**Extract**:
---------------
Big-Link-Man/docs/stories/story-3.3-content-interlink...

12 KiB

Story 3.3: Content Interlinking Injection

Status

COMPLETE - Implemented, Integrated, and Tested

Summary

This story injects three types of links into article HTML:

  1. Tiered Links - T1 articles link to money site, T2+ link to lower-tier articles
  2. Homepage Links - Link to the site's homepage (base domain)
  3. "See Also" Section - Links to all other articles in the batch

Uses existing anchor_text_generator.py for tier-based anchor text with support for job config overrides (default/override/append modes).

Story

As a developer, I want to inject all required links (batch "wheel", home page, and tiered/money site) into each new article's HTML content, so that the articles are fully interlinked and ready for deployment.

Context

  • Story 3.1 generates final URLs for all articles in the batch
  • Story 3.2 finds the required tiered links (money site or lower-tier URLs)
  • Articles have raw HTML content from Epic 2 (h2, h3, p tags)
  • Project contains anchor text lists for each tier
  • Articles need wheel links (next/previous), homepage links, and tiered links

Acceptance Criteria

Core Functionality

  • A function takes raw HTML content, URL list, tiered links, and project data
  • Wheel Links: Each article gets "next" and "previous" links to other articles in the batch
    • Last article's "next" links to first article (circular)
    • First article's "previous" links to last article (circular)
  • Homepage Links: Each article gets a link to its site's homepage
  • Tiered Links: Articles get links based on their tier
    • Tier 1: Links to money site using T1 anchor text
    • Tier 2+: Links to lower-tier articles using appropriate tier anchor text

Input Requirements

  • Raw HTML content (from Epic 2)
---------------
**Given information**:
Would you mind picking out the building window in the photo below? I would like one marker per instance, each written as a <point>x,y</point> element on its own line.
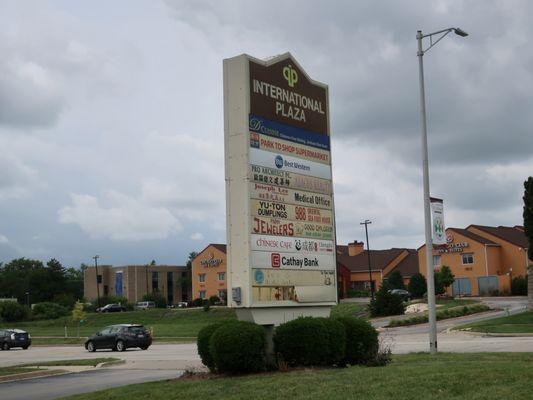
---------------
**What to work on**: In the content interlinking story, where does the last article's "next" link point? None of the material is used here.

**Result of this task**: It links to the first article, making the links circular.